▶ [EJERCICIO PROPUESTO A]
Traduce al inglés esta oración del texto sobre los poemas de Desolación que aparece más abajo: "¡Llevo abierto también mi costado, Y no quieres mirar hacia mí!"

####

Te acordaste del fruto en febrero,
Al llagarse su pulpa rubí.
¡Llevo abierto también mi costado,
Y no quieres mirar hacia mí!”.[19]

            La postrera estrofa, de igual manera es una repetición de pasajes de la Biblia, de carácter y conocimiento popular, lo que nos invita en tanto receptores de su obra, a captar la esencia de aquella sustitución de la divinidad por la de la sujeta-profeta:

“Me vendió el que besó mi mejilla;
Me negó por la túnica ruin.
Yo en mis versos el rostro con sangre,
Como Tú sobre el paño, le di,
Y en mi noche del Huerto, me han sido
Juan cobarde y el Angel hostil.”[20]

            El próximo poema, también perteneciente a Desolación, se denomina “El ruego”, en el que la sujeto se transforma en una pedigüeña, que no hace más que solicitarle por medio de plegarias a Cristo que cumpla los designios de ella, a su vez ella también es una profeta, ya que es nuevamente la intermediaria, ya que por medio de su palabra, logrará vincular el poder divino y su omnipotencia con los problemas mundano-terrenales, específicamente los relacionados con el amor hacia su amado:

“Señor, tú sabes cómo, con encendido brío,
Por los seres extraños mi palabra te invoca.

####

▶ [EJERCICIO PROPUESTO B]
Presenta como CSV de dos columnas, "entrada" y "salida", los registros desde la línea que contiene "Hi there — would you mind identifying the white sheet" hasta la línea que contiene "262, 319, 290, 366", ambas incluidas. Pon una fila por cada petición, con su texto y su respuesta, cada uno en un campo entre comillas y con los saltos de línea cambiados por espacios.

####

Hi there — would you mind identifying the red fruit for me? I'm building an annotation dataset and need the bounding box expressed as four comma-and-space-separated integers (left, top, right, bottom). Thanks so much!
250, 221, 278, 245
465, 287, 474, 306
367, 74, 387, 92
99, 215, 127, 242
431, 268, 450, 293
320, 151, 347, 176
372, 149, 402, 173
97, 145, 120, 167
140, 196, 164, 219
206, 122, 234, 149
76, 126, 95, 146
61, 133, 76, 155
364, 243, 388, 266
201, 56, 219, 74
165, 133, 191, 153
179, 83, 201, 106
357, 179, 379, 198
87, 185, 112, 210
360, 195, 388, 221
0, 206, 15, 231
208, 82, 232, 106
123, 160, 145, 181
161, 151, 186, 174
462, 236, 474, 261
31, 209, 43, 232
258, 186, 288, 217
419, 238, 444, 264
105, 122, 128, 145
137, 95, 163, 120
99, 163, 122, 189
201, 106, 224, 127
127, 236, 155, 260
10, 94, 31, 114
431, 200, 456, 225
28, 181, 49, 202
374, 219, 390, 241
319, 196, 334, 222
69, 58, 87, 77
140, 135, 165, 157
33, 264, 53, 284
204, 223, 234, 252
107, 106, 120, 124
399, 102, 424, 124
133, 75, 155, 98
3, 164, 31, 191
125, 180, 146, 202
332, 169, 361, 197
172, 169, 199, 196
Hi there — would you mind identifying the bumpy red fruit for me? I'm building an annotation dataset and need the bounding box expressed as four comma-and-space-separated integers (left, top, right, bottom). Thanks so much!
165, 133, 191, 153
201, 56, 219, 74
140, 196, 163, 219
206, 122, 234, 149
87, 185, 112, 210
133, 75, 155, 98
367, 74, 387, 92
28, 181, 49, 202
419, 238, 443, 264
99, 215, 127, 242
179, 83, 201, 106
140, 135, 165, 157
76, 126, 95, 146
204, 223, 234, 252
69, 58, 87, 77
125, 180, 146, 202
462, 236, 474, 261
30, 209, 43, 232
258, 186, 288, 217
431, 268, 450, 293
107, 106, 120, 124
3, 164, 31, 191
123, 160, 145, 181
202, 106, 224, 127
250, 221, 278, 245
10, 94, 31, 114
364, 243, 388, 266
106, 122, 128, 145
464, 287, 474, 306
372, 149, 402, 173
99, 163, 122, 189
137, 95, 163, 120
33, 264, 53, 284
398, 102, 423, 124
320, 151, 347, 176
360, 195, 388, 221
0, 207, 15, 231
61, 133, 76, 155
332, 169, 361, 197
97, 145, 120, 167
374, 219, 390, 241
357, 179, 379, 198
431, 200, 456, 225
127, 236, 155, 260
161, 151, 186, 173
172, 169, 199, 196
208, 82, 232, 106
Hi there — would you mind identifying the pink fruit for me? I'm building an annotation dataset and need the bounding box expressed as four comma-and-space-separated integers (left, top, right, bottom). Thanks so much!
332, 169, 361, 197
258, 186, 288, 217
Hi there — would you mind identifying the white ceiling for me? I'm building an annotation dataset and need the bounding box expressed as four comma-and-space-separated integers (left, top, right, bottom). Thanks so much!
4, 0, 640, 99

####

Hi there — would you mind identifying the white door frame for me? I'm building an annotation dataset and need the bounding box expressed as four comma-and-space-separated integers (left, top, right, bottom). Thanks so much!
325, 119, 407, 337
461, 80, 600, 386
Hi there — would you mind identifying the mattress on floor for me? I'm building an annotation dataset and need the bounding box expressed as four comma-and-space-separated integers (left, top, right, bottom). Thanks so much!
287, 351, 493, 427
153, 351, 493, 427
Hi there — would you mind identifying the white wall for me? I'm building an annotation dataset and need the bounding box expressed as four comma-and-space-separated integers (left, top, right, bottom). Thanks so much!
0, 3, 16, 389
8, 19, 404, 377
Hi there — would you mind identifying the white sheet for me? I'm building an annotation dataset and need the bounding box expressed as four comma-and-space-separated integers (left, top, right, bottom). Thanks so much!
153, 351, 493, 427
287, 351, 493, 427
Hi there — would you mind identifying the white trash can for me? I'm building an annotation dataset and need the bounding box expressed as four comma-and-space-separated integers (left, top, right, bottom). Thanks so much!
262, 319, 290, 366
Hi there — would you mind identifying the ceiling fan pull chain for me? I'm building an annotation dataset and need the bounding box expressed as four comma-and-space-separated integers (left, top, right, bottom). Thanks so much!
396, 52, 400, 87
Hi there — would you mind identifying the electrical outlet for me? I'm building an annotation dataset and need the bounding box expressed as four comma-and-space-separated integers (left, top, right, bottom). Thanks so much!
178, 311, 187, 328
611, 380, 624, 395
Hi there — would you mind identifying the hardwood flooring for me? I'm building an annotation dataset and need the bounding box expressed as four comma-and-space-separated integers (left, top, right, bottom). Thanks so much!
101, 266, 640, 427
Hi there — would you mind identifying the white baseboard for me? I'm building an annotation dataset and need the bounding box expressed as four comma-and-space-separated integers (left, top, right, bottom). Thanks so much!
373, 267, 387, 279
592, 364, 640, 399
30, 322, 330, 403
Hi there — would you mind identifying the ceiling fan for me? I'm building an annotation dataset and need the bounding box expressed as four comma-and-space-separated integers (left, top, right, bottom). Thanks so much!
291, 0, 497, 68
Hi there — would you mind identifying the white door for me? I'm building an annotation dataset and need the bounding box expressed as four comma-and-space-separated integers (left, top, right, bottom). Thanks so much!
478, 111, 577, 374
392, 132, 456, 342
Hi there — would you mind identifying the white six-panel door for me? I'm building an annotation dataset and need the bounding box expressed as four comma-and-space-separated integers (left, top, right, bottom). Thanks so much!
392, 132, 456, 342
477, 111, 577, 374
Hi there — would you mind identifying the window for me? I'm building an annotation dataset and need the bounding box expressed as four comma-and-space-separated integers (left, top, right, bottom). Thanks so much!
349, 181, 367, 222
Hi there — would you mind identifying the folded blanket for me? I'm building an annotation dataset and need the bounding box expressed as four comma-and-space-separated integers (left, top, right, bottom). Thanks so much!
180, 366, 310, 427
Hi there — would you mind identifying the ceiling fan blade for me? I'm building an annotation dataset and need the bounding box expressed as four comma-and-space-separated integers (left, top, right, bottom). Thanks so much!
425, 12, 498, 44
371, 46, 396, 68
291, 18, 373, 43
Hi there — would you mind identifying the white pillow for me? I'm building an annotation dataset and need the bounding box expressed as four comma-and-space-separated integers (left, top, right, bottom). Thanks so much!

####

▶ [RESPUESTA A]
I too carry my side laid open, and you will not look toward me!

▶ [RESPUESTA B]
entrada,salida
"Hi there — would you mind identifying the white sheet for me? I'm building an annotation dataset and need the bounding box expressed as four comma-and-space-separated integers (left, top, right, bottom). Thanks so much!","153, 351, 493, 427 287, 351, 493, 427"
"Hi there — would you mind identifying the white trash can for me? I'm building an annotation dataset and need the bounding box expressed as four comma-and-space-separated integers (left, top, right, bottom). Thanks so much!","262, 319, 290, 366"